Facilities and Instrumentation

Bates Hall, Colton-Turner Hall, and Gerstacker Hall

Hiram has three buildings that house the Biology Department as well as allied programs, such as chemistry, neuroscience, environmental science, and physics. Biology courses and laboratories are taught in Colton and Gerstacker Halls, so students that are biology majors will have classes in both buildings. Colton Hall contains a roof-top greenhouse, located on the second floor of the building. The greenhouse, which is heated in the winter, is primarily used to hold a collection of plants for  teaching laboratories; it also used for student and faculty research. Bates Hall is home of the psychology department where neuroscience students have some of their courses. This building also contains a research facility for studying capuchin monkeys. The Hiram College biology department has modern equipment including laboratory animal facilities,   research-quality stereo, compound, confocal fluorescence microscopes, a   digital imaging system, microplate reader, 1-D, 2-D, and pulsed-field gel   electrophoresis instruments, PCR thermocyclers, electroporator, preparative   centrifuge, UV-VIS, GC, GC-MS, FT-IR, NMR, and HPLC.

J.H. Barrow Field Station

The James H. Barrow Field Station was established in 1967 to provide Hiram College students with the opportunity to supplement classroom activities with hands-on learning experiences. The field station consists of a 380-acre parcel of land, with over 150 acres of beech-maple forest, a cold-water stream, two ponds, old fields of varying ages, young forests, crop fields, a two-mile interpretive nature trail, a waterfowl observation building and meeting center, a lab building with student research areas and natural history displays, experimental agricultural fields, and an aquatics building that includes an experimental stream and two containment pools. The most recent addition to the field station is an endangered waterfowl program, which includes a facility for research on the Madagascar Teal and the Asian White Wing Wood Duck.

Northwoods Field Station

The Northwoods Field Station is located in the Hiawatha National Forest in the Upper Peninsula of Michigan. This facility was built by a group of Hiram students and faculty in the 1970s and is often used as a location for courses taught in the 3-week and summer terms. The station is 12 miles from Lake Superior at the western boundary of the Pictured Rocks National Lakeshore. The rustic facilities  include six sleeping cabins and a main lodge. The camp is on the shore of Little Lost Lake and is surrounded by federal lands that contain hardwood and conifer forests, meadows, bogs, a river, and more than a dozen lakes, all within a two-mile hike of the station. At Northwoods, the emphasis is on living in harmony with nature, a low consumption lifestyle, and appropriate technology - including wind power and solar water heating. Summer course offerings vary and have included field biology, field botany, geology, environmental studies, natural history, and photography. The Northwoods program encourages individual projects and internships in areas such as water quality monitoring, fisheries surveying and habitat improvement, research and management of reproduction in the bald eagle, common loon, and sandhill crane, as well as in local oral history and folklore.

Shoals Marine Laboratory

Hiram College is affiliated with the Shoals Marine Laboratory (SML), through which students may participate in summer courses and internship opportunities. SML is also a site for annual marine field trips of traditional Hiram  College classes during the academic year. Shoals programs are administered by Cornell  University and the University of New Hampshire on Appledore Island in the Gulf of Maine.

*Data excerpts:*
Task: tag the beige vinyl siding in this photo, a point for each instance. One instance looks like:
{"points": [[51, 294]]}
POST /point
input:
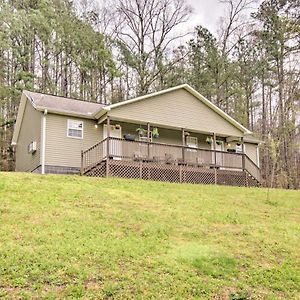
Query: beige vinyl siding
{"points": [[30, 131], [176, 109], [166, 136], [65, 151], [251, 151]]}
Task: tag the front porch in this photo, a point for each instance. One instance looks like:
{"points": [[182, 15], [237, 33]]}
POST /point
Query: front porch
{"points": [[166, 162]]}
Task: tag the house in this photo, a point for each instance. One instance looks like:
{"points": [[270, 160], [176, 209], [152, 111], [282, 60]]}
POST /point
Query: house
{"points": [[174, 134]]}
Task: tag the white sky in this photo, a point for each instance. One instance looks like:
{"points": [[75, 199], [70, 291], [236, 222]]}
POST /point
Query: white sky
{"points": [[205, 13]]}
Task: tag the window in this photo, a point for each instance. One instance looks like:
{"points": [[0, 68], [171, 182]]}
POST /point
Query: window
{"points": [[239, 148], [75, 129], [32, 147], [192, 142]]}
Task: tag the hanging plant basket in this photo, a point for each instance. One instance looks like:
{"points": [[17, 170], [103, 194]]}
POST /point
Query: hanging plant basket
{"points": [[155, 133], [209, 140], [141, 131]]}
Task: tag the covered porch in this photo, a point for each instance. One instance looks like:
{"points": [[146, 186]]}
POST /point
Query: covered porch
{"points": [[150, 151]]}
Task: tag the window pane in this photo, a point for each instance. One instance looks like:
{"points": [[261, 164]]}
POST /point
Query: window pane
{"points": [[75, 133]]}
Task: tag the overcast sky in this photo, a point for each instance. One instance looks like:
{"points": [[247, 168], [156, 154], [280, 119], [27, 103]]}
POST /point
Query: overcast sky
{"points": [[208, 13]]}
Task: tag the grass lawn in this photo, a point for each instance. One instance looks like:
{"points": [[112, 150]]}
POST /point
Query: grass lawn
{"points": [[94, 238]]}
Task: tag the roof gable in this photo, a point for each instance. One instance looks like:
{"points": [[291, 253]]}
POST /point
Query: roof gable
{"points": [[180, 106]]}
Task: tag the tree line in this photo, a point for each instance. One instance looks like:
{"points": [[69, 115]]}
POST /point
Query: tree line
{"points": [[81, 49]]}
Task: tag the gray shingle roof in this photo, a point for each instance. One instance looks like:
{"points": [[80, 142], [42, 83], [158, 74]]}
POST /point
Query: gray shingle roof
{"points": [[63, 105]]}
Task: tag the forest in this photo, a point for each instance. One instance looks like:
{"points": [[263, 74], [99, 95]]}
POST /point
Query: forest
{"points": [[112, 51]]}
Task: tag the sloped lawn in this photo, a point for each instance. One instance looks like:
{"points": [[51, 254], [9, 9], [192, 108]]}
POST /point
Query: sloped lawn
{"points": [[73, 237]]}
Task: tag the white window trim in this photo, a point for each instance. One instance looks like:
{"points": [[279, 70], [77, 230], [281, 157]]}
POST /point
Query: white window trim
{"points": [[74, 137]]}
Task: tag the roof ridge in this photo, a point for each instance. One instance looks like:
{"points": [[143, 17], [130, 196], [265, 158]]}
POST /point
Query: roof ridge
{"points": [[53, 95]]}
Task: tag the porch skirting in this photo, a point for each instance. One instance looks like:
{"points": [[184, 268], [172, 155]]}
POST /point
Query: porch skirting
{"points": [[50, 169], [170, 173]]}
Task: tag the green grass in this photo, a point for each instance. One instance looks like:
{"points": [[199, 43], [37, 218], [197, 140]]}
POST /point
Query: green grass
{"points": [[72, 237]]}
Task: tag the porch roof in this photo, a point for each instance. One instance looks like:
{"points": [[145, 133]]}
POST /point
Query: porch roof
{"points": [[138, 122]]}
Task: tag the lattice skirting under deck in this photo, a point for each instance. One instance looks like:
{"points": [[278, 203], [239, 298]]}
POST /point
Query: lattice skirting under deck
{"points": [[171, 173]]}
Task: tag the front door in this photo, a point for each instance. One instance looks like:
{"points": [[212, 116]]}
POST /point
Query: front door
{"points": [[115, 146], [220, 158]]}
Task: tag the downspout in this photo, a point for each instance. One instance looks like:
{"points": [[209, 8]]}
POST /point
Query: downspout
{"points": [[43, 141]]}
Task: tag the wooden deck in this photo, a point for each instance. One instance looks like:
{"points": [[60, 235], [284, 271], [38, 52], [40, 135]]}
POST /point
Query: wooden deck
{"points": [[154, 161]]}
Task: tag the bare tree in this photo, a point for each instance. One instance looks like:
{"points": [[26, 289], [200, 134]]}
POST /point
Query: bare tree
{"points": [[146, 28]]}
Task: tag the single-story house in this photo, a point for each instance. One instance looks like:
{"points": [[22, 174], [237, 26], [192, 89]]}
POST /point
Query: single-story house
{"points": [[174, 134]]}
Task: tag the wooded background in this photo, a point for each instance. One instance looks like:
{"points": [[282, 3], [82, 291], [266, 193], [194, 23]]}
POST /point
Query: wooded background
{"points": [[81, 49]]}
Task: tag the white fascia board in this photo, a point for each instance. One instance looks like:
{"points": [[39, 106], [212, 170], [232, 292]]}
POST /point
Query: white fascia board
{"points": [[64, 112], [19, 119]]}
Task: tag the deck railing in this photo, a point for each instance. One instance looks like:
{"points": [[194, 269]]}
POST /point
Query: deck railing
{"points": [[165, 153]]}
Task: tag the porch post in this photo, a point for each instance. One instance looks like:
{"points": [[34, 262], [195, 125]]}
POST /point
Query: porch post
{"points": [[148, 140], [183, 143], [243, 153], [107, 145], [215, 147], [81, 166]]}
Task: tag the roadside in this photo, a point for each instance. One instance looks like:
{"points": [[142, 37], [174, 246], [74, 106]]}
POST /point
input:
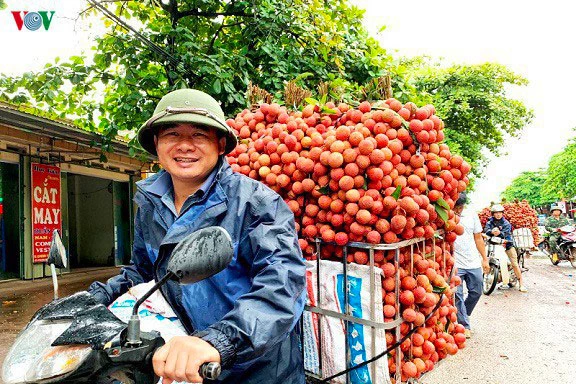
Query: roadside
{"points": [[520, 338]]}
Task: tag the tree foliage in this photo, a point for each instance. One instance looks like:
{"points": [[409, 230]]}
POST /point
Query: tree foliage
{"points": [[561, 180], [472, 100], [529, 186], [212, 45]]}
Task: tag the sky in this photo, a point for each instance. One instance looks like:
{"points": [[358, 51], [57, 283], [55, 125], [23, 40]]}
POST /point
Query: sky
{"points": [[534, 39]]}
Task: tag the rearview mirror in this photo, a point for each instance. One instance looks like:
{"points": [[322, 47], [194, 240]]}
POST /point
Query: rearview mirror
{"points": [[57, 255], [201, 254]]}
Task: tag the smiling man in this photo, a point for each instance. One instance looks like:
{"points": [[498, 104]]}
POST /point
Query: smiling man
{"points": [[246, 316]]}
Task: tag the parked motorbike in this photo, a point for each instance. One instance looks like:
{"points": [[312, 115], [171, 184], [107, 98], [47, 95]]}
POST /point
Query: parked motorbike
{"points": [[501, 270], [76, 340], [566, 246]]}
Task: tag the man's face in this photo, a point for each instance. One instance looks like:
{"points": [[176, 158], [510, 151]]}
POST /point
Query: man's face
{"points": [[188, 153]]}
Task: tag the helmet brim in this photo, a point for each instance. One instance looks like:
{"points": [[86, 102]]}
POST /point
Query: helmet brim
{"points": [[147, 131]]}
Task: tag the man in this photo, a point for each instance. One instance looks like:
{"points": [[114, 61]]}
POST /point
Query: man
{"points": [[497, 225], [551, 224], [246, 316], [471, 260]]}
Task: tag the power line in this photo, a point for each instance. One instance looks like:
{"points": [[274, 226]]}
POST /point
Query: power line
{"points": [[154, 47]]}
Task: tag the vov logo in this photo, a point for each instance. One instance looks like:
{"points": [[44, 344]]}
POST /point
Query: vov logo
{"points": [[33, 20]]}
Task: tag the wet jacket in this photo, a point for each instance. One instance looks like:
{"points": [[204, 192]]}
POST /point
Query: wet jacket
{"points": [[505, 230], [249, 312]]}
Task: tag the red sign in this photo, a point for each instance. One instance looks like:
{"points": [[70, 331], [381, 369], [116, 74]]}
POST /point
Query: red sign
{"points": [[46, 209]]}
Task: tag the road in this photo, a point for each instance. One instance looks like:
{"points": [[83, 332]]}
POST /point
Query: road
{"points": [[520, 338]]}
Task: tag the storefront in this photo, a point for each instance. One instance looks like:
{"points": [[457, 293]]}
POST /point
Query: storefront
{"points": [[52, 177]]}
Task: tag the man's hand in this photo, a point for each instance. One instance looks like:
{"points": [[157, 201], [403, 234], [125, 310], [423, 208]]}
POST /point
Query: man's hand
{"points": [[485, 265], [180, 359]]}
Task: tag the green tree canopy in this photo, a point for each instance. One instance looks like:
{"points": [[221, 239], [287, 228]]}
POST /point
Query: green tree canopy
{"points": [[214, 45], [472, 101], [529, 186], [561, 180], [219, 46]]}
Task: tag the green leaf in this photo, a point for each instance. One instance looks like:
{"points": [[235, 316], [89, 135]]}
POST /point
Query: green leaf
{"points": [[396, 194], [438, 290], [441, 212], [441, 202], [217, 86], [329, 111], [325, 190], [312, 101]]}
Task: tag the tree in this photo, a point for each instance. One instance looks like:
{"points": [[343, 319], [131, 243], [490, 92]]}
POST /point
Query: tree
{"points": [[529, 186], [561, 180], [473, 103], [219, 46], [214, 45]]}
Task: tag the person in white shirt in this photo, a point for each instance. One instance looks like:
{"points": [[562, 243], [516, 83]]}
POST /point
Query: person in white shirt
{"points": [[471, 260]]}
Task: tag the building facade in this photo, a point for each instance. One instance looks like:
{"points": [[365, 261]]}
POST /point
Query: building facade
{"points": [[92, 201]]}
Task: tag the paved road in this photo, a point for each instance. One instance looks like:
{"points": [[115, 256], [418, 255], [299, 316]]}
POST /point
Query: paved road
{"points": [[520, 338]]}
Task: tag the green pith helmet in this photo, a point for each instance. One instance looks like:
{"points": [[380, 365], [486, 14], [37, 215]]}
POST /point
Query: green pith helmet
{"points": [[186, 106]]}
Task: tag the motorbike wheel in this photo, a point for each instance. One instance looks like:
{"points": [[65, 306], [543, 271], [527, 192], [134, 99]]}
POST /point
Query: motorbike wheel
{"points": [[490, 280], [545, 248], [572, 257]]}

*Activity 1:*
Rewrite the part of the facilities text that begins at the words "J.H. Barrow Field" and stops after "Wing Wood Duck.", replacing "beech-maple forest" with "oak-hickory forest".
*Activity 2:*
Answer these questions using the facilities text:
(a) In what year was the James H. Barrow Field Station established?
(b) How far is the Northwoods Field Station from Lake Superior?
(c) Which institutions administer the Shoals programs?

*Answer box 1:*
J.H. Barrow Field Station

The James H. Barrow Field Station was established in 1967 to provide Hiram College students with the opportunity to supplement classroom activities with hands-on learning experiences. The field station consists of a 380-acre parcel of land, with over 150 acres of oak-hickory forest, a cold-water stream, two ponds, old fields of varying ages, young forests, crop fields, a two-mile interpretive nature trail, a waterfowl observation building and meeting center, a lab building with student research areas and natural history displays, experimental agricultural fields, and an aquatics building that includes an experimental stream and two containment pools. The most recent addition to the field station is an endangered waterfowl program, which includes a facility for research on the Madagascar Teal and the Asian White Wing Wood Duck.

*Answer box 2:*
(a) 1967
(b) 12 miles
(c) Cornell University and the University of New Hampshire